WHAT THE TASK ASKS
Look through the entries below and extract exactly the lines from the one containing "Locate the red painted" through the one containing "pixel 232 226", ends included.
****************************************
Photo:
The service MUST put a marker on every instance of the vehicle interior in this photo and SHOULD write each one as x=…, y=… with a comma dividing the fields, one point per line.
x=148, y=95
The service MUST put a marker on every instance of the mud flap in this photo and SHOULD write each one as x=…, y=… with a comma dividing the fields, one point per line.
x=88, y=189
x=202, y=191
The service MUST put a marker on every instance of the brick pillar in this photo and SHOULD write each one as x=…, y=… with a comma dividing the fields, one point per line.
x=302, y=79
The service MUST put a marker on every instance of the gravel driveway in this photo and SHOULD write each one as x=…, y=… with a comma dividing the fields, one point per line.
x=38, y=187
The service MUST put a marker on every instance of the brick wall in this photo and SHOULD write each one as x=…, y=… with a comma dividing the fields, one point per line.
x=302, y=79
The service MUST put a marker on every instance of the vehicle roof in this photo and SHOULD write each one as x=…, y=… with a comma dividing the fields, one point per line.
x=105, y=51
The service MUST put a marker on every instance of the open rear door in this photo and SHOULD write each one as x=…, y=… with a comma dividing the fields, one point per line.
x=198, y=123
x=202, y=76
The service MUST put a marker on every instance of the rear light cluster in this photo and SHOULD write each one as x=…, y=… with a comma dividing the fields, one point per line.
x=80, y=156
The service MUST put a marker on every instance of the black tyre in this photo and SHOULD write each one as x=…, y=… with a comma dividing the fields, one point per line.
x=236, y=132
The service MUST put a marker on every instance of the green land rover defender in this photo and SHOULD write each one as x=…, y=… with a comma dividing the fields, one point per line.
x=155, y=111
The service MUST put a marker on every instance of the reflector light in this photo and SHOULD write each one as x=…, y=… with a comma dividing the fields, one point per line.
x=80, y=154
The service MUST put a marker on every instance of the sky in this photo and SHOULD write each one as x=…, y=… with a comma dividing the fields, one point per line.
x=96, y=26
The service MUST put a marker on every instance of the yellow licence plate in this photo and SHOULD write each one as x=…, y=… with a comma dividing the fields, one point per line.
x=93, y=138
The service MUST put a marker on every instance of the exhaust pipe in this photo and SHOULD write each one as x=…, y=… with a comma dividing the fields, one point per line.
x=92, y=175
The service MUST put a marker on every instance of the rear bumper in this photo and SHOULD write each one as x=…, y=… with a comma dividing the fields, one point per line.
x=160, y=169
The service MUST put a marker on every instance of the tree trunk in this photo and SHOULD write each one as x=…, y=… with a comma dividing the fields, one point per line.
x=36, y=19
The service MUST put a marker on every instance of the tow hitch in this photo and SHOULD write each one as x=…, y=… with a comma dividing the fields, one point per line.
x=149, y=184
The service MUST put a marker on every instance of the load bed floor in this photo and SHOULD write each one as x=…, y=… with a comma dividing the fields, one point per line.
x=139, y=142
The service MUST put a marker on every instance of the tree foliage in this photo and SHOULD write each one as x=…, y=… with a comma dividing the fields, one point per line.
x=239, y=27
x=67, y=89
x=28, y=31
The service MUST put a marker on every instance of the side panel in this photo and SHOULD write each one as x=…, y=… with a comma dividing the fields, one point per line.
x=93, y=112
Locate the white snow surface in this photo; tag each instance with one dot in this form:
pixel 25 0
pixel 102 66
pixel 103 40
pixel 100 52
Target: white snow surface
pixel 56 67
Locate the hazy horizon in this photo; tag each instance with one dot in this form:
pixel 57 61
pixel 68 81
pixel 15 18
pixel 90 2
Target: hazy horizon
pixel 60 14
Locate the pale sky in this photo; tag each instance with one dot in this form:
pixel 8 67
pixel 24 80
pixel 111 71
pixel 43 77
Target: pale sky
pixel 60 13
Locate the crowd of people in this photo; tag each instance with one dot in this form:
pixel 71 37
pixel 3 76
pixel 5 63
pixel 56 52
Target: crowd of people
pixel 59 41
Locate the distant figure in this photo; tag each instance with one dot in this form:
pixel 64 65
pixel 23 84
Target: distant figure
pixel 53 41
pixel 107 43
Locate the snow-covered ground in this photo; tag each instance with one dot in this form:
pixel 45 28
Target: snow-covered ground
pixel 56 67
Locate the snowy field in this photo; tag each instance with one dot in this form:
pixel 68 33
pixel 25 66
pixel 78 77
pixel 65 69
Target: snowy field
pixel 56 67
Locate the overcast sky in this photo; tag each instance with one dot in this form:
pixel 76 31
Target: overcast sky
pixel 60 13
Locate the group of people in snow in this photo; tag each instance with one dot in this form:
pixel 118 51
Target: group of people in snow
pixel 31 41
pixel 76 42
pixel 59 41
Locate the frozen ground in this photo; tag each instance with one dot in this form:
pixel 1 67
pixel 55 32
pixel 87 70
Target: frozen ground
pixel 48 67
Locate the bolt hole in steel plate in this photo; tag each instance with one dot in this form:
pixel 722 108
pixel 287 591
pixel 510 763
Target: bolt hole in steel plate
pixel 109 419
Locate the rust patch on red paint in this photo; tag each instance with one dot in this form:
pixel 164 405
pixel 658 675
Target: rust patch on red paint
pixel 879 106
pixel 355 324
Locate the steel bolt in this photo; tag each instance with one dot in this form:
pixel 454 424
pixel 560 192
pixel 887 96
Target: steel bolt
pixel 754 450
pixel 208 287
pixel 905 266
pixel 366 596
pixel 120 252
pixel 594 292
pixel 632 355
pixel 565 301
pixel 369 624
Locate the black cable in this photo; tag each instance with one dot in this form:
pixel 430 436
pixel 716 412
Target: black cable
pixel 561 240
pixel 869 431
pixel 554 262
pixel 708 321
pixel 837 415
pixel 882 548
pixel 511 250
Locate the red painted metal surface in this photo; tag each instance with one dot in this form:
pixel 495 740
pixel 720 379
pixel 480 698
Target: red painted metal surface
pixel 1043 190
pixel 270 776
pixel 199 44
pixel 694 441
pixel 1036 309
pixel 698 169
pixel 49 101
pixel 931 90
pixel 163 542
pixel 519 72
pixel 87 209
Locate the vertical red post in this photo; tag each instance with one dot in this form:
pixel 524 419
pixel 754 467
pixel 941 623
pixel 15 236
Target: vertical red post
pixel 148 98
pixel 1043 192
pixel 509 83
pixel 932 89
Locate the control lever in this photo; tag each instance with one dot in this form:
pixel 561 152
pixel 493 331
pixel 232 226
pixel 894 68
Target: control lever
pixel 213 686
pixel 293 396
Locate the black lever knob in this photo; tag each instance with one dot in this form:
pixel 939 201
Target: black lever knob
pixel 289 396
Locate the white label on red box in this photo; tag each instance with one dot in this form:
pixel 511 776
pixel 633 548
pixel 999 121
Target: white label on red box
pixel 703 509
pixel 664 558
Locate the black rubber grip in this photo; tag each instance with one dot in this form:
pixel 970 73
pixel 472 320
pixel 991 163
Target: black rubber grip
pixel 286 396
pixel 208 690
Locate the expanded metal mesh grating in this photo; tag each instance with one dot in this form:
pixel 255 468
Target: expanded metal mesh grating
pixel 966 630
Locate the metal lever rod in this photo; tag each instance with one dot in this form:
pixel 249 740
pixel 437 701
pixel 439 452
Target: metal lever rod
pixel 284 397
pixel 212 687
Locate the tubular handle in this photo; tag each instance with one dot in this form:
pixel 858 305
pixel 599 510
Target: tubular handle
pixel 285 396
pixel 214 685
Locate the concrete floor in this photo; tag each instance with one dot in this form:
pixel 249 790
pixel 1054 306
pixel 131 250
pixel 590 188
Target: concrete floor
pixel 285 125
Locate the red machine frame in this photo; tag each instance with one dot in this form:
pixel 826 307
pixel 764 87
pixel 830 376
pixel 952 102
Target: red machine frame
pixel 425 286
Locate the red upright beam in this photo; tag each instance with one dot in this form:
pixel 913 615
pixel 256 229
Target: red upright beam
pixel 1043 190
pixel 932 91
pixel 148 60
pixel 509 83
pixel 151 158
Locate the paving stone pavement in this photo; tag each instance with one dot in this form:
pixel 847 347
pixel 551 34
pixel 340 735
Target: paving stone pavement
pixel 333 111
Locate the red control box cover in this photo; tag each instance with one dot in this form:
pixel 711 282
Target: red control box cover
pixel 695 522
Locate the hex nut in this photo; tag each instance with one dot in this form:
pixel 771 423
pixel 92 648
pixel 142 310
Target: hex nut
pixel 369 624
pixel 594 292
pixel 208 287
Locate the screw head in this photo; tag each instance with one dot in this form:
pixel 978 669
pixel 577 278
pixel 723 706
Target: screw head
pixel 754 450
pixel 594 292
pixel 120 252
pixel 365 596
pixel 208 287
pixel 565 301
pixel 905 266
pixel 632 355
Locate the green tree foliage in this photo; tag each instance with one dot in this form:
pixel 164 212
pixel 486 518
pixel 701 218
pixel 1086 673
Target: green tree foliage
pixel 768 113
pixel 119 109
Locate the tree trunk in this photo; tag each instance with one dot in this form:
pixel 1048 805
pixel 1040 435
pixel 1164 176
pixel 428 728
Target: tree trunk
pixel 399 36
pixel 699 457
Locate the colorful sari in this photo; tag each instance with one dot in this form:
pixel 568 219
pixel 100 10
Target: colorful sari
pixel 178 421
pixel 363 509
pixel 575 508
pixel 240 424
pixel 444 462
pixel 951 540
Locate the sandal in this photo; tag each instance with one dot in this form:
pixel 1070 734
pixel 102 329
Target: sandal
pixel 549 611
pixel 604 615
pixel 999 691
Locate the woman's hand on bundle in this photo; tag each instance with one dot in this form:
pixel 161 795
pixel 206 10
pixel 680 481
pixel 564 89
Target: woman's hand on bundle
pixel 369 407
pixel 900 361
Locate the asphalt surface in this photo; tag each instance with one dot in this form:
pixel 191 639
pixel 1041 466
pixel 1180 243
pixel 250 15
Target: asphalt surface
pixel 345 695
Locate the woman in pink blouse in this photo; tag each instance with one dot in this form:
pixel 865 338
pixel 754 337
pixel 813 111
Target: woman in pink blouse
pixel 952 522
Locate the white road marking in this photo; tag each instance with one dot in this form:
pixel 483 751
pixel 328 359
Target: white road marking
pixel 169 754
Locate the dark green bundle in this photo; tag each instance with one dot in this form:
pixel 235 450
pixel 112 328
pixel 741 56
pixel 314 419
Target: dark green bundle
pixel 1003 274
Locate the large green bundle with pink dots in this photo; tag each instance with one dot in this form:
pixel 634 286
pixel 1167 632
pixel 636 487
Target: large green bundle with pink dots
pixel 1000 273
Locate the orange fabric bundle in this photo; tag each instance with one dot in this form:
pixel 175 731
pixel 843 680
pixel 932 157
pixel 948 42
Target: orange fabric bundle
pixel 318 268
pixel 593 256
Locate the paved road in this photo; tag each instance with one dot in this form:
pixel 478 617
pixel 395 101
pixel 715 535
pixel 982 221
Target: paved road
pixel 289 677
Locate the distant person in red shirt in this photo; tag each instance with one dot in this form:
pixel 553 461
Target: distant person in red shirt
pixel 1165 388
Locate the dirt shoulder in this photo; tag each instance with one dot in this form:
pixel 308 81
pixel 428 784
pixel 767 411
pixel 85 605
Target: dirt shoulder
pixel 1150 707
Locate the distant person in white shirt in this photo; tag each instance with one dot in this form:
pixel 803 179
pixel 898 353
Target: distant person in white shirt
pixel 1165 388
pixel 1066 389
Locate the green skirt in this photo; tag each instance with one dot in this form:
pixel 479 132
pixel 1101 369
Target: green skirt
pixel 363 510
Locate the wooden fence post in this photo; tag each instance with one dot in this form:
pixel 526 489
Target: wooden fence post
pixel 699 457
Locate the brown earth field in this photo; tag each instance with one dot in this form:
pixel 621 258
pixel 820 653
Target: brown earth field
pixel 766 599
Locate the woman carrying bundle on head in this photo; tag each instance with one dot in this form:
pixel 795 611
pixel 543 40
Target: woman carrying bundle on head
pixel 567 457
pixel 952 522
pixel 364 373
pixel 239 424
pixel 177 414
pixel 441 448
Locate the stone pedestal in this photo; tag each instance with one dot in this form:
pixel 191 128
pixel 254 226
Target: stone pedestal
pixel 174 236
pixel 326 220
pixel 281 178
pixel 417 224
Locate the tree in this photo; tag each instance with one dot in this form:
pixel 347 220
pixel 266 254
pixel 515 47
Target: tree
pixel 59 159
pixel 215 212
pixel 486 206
****************************************
ANSWER TO THIS PROBLEM
Locate the red painted metal surface in this photo; tag each instance with one dot in this form:
pixel 495 740
pixel 720 379
pixel 480 698
Target: red painted metal surface
pixel 1043 190
pixel 270 776
pixel 199 44
pixel 694 441
pixel 1036 309
pixel 698 169
pixel 49 101
pixel 931 90
pixel 163 542
pixel 519 72
pixel 87 209
Locate the vertical red post in this photo; tag each instance with one dot in this form:
pixel 524 419
pixel 754 467
pixel 941 623
pixel 15 236
Target: vertical red post
pixel 148 98
pixel 1043 192
pixel 509 83
pixel 932 89
Locate the control lever in this photo; tag each instance with one dot in this form:
pixel 561 152
pixel 493 331
pixel 232 226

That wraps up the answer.